◆ Work instruction ◆
Starting at the first line of the records and stopping at the line that contains "Teacher note: locate the white t-shirt", transcribe every line exactly and leave out the pictures.

◆ Source records ◆
>>>

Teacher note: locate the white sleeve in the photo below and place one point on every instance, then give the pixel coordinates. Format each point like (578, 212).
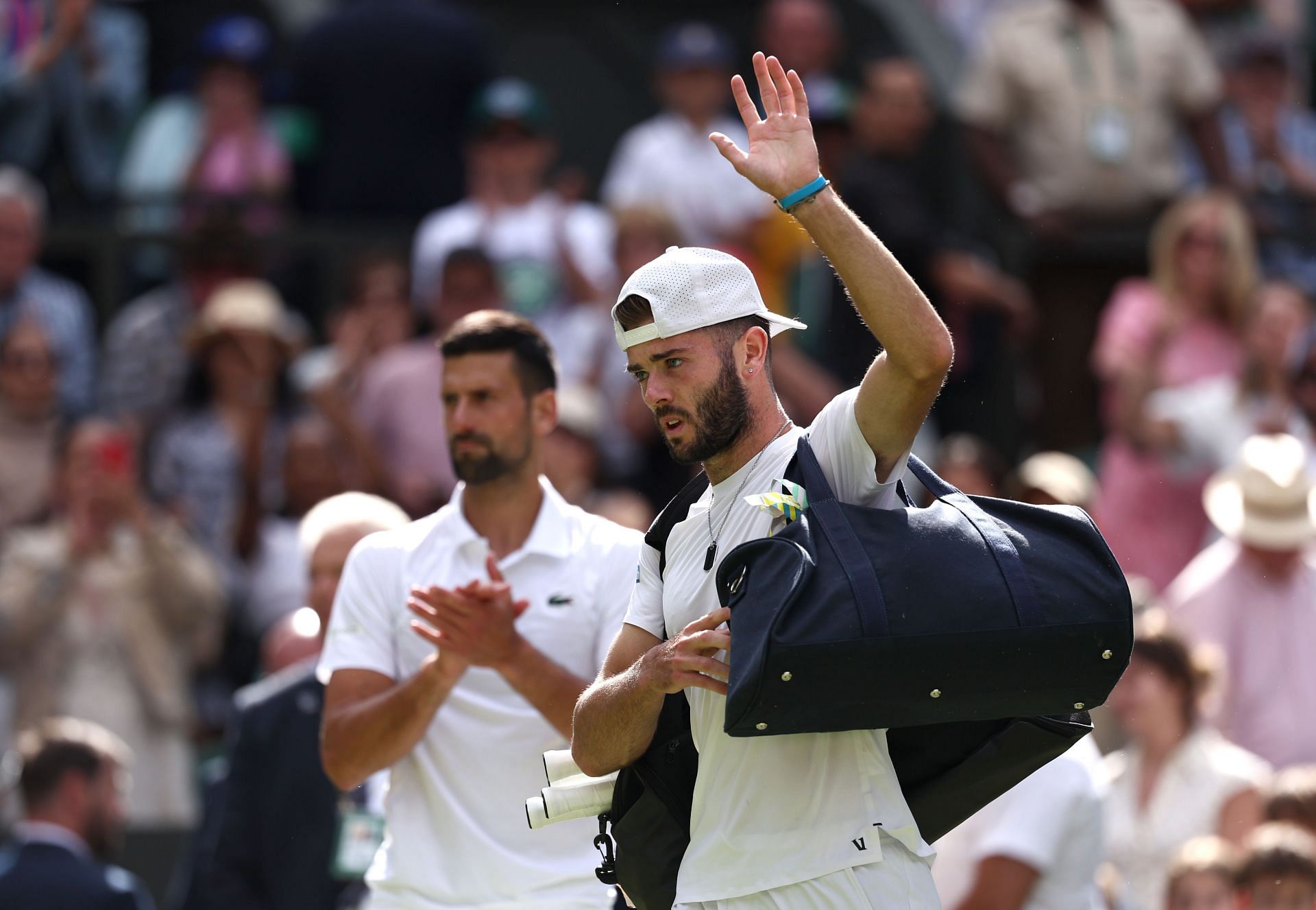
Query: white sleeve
(848, 462)
(645, 608)
(1029, 822)
(616, 581)
(365, 610)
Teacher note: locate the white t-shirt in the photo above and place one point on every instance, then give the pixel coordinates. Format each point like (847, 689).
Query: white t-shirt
(773, 811)
(457, 834)
(1051, 821)
(668, 164)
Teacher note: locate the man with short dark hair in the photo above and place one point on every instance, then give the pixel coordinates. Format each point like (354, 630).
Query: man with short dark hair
(462, 701)
(73, 782)
(783, 822)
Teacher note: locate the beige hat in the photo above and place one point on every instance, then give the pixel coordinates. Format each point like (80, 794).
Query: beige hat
(244, 304)
(1269, 498)
(1060, 476)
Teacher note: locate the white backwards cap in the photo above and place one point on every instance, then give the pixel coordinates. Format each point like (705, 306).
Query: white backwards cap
(692, 287)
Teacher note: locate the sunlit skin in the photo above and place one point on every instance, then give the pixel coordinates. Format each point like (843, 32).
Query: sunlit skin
(1201, 891)
(677, 373)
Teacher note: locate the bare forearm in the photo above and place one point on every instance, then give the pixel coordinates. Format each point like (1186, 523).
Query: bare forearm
(615, 721)
(888, 302)
(550, 689)
(377, 732)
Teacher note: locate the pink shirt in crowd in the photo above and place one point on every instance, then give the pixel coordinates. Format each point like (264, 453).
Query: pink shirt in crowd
(402, 409)
(1265, 628)
(1152, 516)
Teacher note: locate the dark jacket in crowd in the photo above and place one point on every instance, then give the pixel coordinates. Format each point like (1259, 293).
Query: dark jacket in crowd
(53, 877)
(390, 84)
(280, 811)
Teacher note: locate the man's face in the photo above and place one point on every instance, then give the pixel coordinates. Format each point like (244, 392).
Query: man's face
(19, 240)
(691, 385)
(327, 562)
(698, 94)
(103, 824)
(1202, 891)
(29, 376)
(491, 426)
(1283, 893)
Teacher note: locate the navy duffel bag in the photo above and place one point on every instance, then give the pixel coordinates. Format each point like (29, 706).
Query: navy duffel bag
(971, 609)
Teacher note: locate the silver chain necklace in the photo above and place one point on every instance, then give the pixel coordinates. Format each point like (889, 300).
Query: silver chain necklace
(711, 553)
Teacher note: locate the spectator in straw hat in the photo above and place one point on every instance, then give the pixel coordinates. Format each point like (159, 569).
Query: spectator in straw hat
(1253, 595)
(219, 462)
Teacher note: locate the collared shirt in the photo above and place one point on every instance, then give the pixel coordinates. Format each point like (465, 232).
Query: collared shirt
(61, 309)
(1195, 782)
(669, 164)
(48, 833)
(773, 811)
(457, 834)
(1045, 75)
(1264, 627)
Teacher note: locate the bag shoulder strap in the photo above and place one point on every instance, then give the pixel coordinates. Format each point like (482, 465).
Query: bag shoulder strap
(673, 514)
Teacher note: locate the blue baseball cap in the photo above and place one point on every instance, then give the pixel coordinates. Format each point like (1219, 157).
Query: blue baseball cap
(695, 45)
(243, 40)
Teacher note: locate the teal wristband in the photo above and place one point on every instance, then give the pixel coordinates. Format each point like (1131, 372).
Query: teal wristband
(805, 194)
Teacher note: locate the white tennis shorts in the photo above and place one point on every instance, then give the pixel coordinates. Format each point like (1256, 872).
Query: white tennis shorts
(899, 881)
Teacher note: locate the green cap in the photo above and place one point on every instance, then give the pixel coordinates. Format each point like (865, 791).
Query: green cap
(510, 100)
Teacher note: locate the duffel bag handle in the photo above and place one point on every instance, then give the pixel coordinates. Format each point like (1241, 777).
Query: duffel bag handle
(858, 568)
(1021, 592)
(827, 514)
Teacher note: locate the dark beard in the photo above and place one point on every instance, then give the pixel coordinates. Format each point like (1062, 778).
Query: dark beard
(477, 469)
(722, 418)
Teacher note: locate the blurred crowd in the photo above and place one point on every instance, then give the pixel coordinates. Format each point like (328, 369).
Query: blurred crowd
(1112, 210)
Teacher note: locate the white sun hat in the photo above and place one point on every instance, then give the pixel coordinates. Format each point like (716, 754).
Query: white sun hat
(692, 287)
(1269, 498)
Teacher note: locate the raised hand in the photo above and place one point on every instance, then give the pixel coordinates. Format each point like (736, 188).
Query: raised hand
(782, 156)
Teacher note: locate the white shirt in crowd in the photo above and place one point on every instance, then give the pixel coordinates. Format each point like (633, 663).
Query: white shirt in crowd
(1051, 822)
(523, 243)
(1194, 785)
(773, 811)
(457, 834)
(668, 164)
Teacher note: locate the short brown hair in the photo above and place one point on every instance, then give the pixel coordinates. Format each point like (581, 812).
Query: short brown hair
(1291, 797)
(1214, 857)
(1277, 850)
(1164, 648)
(494, 331)
(60, 747)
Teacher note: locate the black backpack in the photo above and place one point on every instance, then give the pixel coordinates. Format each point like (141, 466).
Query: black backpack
(947, 771)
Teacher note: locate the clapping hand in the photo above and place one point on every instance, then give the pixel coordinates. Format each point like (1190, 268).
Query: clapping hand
(782, 156)
(477, 621)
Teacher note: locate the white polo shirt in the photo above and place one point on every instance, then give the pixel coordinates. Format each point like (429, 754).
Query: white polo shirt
(457, 834)
(774, 811)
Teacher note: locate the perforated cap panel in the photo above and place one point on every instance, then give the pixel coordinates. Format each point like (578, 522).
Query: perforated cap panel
(691, 287)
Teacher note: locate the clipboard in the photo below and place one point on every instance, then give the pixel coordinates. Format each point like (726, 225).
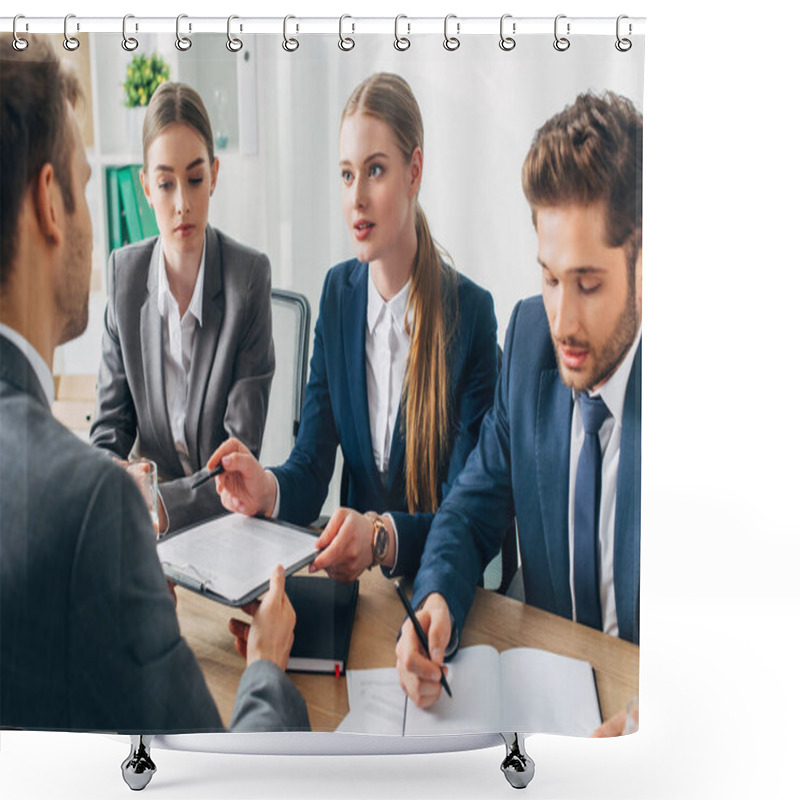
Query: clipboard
(230, 558)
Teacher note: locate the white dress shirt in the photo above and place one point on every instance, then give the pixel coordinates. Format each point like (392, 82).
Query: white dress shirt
(610, 436)
(38, 365)
(177, 337)
(387, 346)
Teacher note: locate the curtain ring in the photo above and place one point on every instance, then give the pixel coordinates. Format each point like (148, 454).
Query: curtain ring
(507, 42)
(128, 42)
(561, 43)
(401, 43)
(183, 43)
(290, 44)
(451, 42)
(19, 43)
(346, 42)
(70, 42)
(623, 45)
(233, 44)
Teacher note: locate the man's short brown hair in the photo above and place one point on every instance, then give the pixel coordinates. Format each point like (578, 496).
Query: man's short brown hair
(34, 92)
(590, 152)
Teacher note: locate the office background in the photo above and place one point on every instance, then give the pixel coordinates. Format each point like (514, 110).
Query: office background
(720, 603)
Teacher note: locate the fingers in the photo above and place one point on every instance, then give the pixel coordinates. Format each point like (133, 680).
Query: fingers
(349, 552)
(229, 446)
(419, 677)
(241, 632)
(332, 528)
(251, 608)
(437, 629)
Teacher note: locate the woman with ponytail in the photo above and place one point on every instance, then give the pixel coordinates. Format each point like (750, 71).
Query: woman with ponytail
(403, 368)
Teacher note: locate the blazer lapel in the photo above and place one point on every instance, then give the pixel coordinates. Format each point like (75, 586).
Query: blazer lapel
(17, 370)
(354, 326)
(553, 427)
(205, 344)
(627, 524)
(153, 367)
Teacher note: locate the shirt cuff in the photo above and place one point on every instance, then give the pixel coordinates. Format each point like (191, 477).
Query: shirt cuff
(393, 534)
(162, 504)
(276, 509)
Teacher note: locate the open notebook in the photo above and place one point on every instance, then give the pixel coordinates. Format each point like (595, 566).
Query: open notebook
(523, 689)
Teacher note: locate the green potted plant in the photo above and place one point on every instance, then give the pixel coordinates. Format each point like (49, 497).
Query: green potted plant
(144, 74)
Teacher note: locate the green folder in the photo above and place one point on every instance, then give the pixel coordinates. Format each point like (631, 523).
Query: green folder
(114, 211)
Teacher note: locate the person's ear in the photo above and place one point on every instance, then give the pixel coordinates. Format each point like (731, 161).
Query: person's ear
(214, 173)
(49, 205)
(145, 186)
(416, 170)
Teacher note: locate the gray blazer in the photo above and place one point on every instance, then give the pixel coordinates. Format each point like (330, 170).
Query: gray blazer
(89, 639)
(233, 362)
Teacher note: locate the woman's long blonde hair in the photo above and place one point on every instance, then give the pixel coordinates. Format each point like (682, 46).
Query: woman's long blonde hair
(425, 401)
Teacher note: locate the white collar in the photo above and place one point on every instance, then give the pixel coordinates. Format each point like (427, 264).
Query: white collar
(376, 305)
(614, 389)
(196, 303)
(38, 364)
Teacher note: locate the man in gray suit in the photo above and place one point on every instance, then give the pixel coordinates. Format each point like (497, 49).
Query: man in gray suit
(89, 639)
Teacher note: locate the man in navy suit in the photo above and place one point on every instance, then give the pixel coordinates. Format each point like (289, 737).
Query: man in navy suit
(569, 475)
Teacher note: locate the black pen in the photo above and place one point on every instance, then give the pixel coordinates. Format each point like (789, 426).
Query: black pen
(218, 470)
(420, 633)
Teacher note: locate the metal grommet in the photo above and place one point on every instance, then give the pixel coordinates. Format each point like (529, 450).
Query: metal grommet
(401, 43)
(233, 44)
(507, 42)
(128, 42)
(70, 42)
(561, 43)
(183, 43)
(346, 42)
(290, 44)
(19, 43)
(623, 44)
(451, 42)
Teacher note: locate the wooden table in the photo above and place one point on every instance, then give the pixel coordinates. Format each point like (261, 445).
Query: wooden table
(494, 619)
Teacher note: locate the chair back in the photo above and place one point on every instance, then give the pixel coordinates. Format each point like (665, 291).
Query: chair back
(291, 322)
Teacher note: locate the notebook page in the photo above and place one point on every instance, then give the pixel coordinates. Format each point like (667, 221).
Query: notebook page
(548, 693)
(476, 703)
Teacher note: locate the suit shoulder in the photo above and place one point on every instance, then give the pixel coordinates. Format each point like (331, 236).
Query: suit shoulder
(133, 257)
(66, 460)
(528, 331)
(470, 294)
(234, 252)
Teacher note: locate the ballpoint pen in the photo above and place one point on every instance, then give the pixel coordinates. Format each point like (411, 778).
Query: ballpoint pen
(420, 633)
(218, 470)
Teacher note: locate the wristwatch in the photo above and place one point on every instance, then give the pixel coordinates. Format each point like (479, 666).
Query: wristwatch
(380, 539)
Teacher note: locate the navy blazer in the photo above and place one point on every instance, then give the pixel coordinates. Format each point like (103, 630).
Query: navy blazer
(521, 468)
(336, 411)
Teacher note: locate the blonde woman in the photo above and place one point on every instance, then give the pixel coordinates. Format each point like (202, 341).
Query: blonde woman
(187, 348)
(404, 363)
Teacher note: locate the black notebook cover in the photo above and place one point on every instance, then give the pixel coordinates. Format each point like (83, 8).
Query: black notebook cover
(325, 611)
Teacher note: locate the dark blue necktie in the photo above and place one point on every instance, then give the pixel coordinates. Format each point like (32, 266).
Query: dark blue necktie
(586, 561)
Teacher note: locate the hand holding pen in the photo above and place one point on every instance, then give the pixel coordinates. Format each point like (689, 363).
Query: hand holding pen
(408, 675)
(243, 485)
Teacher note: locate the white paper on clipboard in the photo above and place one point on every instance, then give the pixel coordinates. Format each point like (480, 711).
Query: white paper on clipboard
(231, 558)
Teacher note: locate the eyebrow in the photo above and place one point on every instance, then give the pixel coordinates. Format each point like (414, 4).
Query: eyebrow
(577, 270)
(167, 168)
(379, 154)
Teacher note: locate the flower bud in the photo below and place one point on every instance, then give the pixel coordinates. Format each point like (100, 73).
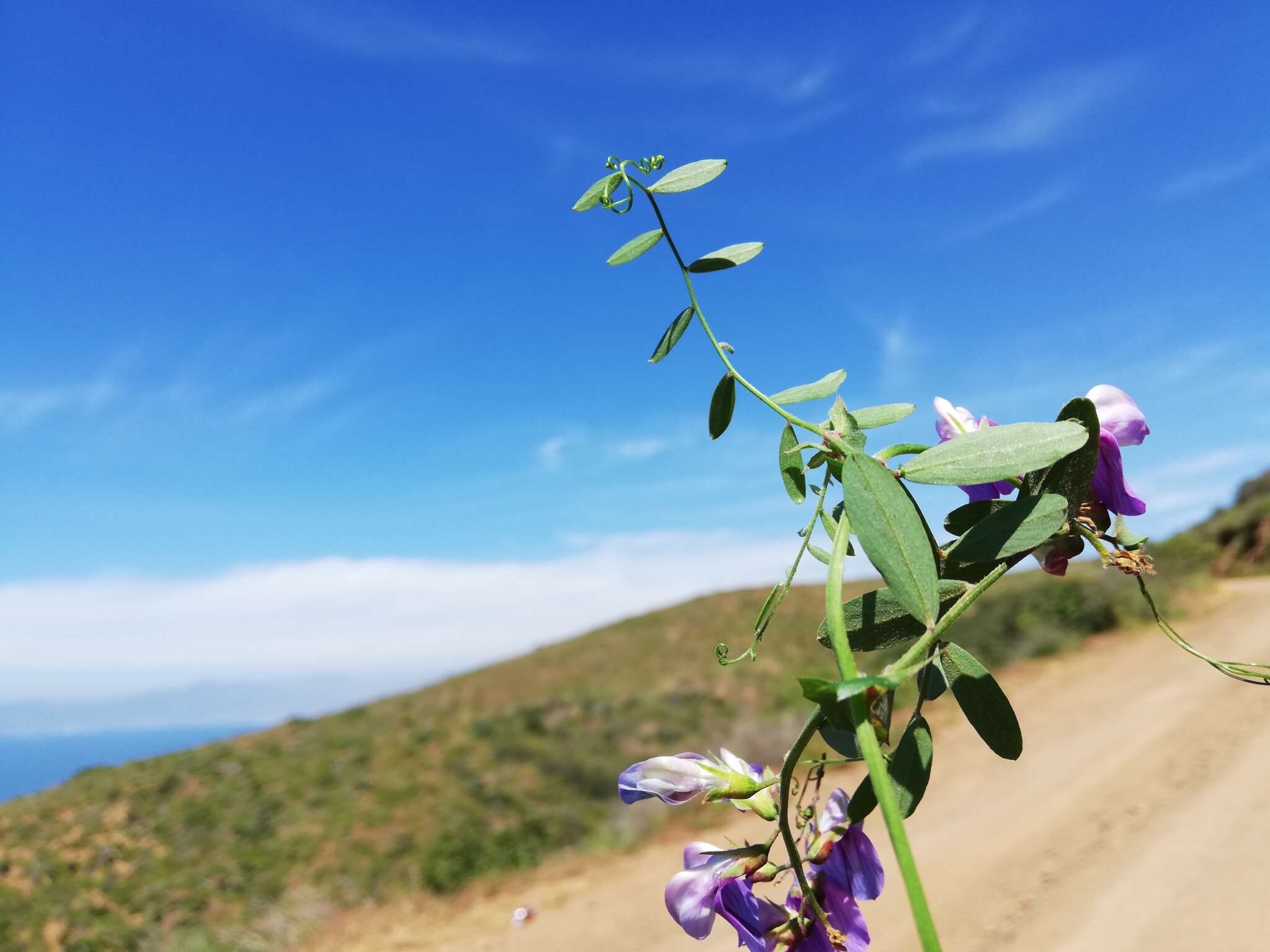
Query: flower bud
(765, 874)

<<<

◆ Response box ◆
Teacher note: locate the white sleeve in the photo below and place one point on every instance, then give the pixel coordinates. Format each point like (578, 212).
Query: white sleeve
(848, 462)
(645, 608)
(1029, 822)
(616, 581)
(365, 610)
Teacher note: locate the white t-shirt in the photo above and place one point on every instance, then give the pixel coordinates. Format each point like (847, 689).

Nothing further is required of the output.